» **练习说明**: 将下面清单从头到尾的各行整理成编号列表，空行略去，图片不要放入答案。

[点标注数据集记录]

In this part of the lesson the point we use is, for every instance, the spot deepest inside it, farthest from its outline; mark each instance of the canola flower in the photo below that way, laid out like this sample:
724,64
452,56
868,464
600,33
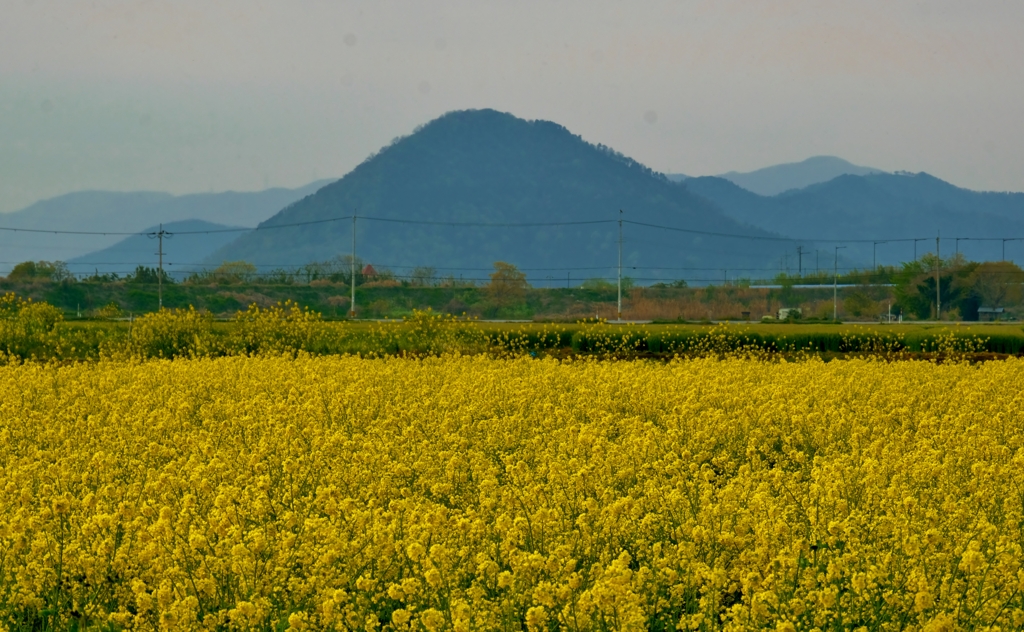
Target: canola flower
473,493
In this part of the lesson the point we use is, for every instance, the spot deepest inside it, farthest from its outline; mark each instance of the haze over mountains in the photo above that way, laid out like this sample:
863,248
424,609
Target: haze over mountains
488,167
485,168
184,249
778,178
127,212
880,206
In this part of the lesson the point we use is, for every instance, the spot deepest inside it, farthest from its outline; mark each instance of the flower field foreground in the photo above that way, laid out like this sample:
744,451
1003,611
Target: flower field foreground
475,493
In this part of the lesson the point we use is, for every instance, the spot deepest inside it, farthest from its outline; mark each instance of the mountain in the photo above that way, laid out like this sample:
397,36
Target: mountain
778,178
183,249
881,206
488,167
126,212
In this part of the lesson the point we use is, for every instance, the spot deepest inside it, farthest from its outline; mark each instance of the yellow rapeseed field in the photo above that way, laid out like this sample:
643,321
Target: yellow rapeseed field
472,493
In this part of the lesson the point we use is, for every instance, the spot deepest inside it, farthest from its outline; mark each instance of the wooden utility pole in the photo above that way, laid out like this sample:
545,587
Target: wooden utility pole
352,269
159,236
836,284
620,264
938,293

» **参考答案**:
1. In this part of the lesson the point we use is, for every instance, the spot deepest inside it, farthest from its outline; mark each instance of the canola flower in the photo below that way, laid out like this sample:
2. 724,64
3. 452,56
4. 868,464
5. 600,33
6. Target: canola flower
7. 473,493
8. In this part of the lesson the point we use is, for every instance, the spot deepest inside it, farthest from its outline; mark each instance of the haze over mountains in the photo above that way, laid out like this sample:
9. 863,248
10. 424,609
11. Target: haze over mountains
12. 488,167
13. 485,168
14. 184,249
15. 778,178
16. 127,212
17. 880,206
18. In this part of the lesson the point we use is, for every instance, the spot deepest inside it, farthest from its outline; mark each instance of the flower field foreground in the photo above that way, laid out like this sample:
19. 744,451
20. 1003,611
21. Target: flower field foreground
22. 475,493
23. In this part of the lesson the point we use is, for every instance, the spot deepest inside it, farthest from its outline; mark each instance of the mountain in the photo above that way, laid out like this sample:
24. 397,36
25. Target: mountain
26. 778,178
27. 183,249
28. 881,206
29. 488,167
30. 126,212
31. In this part of the lesson the point we use is, for every instance, the spot deepest inside it, farthest from its outline; mark each instance of the yellow rapeseed field in the photo above that way, laid out like this sample:
32. 643,321
33. Target: yellow rapeseed field
34. 472,493
35. In this part of the lesson the point we use is, for every instance, the spot deepest inside it, farthest from its outline; mark each instance of the wooden utility pole in the photo above that way, laid out like this sample:
36. 545,587
37. Target: wooden utility pole
38. 352,269
39. 159,236
40. 836,284
41. 620,264
42. 938,293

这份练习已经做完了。